■ To do ■
Reproduce verbatim the stretch of the passage on IMS subscriber data management from "These network entities" through "the policy/QoS plane.".

■ Page ■
In the IP Multimedia Subsystem, data pertaining to the subscriber is managed by different network entities. Network entities maintain role-specific data. This means that the data maintained at the network element satisfies the use cases of that network element only and helps in its proper functioning.
These network entities belong to different telecom planes in the context of network deployment. Some of these entities belong to the signaling plane, some belong to the OSS/BSS plane, others may belong to the services plane and some may be part of the policy/QoS plane.
Therefore, the nature of the data maintained at each telecom tier is specific to the functions it has to perform. There may or may not be a logical/functional linkage between the data fragments belonging to these diverse planes.
However, there are instances where this diverse data has cohesions with respect to each other and there is room for optimized data storage.
Sometimes, it becomes necessary to synchronize the data maintained at different planes. This is usually observed during certain provisioning scenarios.
In order to meet these challenges, and to improve data management and promote optimized storage of data, 3GPP has proposed two central concepts of data management:
1. The 3GPP Generic User Profile (GuP), which represents a uniform and generic data representation paradigm for the IMS subscriber’s data.

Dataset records
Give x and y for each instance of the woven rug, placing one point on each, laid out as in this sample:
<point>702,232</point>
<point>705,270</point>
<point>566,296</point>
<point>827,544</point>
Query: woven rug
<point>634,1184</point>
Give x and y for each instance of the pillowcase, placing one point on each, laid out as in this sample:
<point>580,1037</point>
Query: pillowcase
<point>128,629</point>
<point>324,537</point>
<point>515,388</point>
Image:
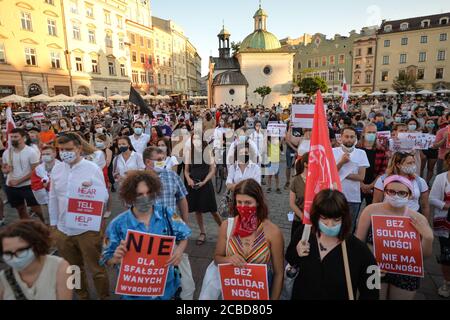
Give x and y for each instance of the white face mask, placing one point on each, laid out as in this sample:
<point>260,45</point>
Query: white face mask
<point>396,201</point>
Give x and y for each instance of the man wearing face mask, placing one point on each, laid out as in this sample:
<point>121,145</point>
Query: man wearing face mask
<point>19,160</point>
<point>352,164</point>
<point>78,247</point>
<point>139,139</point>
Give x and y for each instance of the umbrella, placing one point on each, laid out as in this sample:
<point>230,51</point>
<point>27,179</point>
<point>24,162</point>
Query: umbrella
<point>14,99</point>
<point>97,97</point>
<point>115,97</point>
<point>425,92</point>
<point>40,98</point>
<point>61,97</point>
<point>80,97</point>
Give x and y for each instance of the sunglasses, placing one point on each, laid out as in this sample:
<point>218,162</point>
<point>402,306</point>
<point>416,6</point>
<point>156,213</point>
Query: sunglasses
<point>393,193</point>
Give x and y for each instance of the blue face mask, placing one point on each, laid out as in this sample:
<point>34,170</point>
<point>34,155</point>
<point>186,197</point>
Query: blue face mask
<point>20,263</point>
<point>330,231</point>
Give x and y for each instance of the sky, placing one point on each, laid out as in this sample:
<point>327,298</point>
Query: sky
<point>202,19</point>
* * *
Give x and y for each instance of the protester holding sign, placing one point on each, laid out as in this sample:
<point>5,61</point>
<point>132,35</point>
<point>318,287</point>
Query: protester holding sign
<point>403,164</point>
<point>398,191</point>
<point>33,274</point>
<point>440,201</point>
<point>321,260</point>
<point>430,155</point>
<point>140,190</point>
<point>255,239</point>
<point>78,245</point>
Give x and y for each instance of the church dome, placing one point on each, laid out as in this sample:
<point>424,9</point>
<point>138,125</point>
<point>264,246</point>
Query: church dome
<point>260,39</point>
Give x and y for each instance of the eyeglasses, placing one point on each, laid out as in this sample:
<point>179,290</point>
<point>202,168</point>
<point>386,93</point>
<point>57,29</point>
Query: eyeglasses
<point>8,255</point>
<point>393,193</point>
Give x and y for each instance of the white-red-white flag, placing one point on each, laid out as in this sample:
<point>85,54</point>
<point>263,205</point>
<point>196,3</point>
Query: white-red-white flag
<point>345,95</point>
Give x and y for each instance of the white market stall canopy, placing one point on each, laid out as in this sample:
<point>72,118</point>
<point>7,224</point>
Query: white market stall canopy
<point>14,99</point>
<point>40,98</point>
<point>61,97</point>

■ Response to the task ■
These network entities belong to different telecom planes in the context of network deployment. Some of these entities belong to the signaling plane, some belong to the OSS/BSS plane, others may belong to the services plane and some may be part of the policy/QoS plane.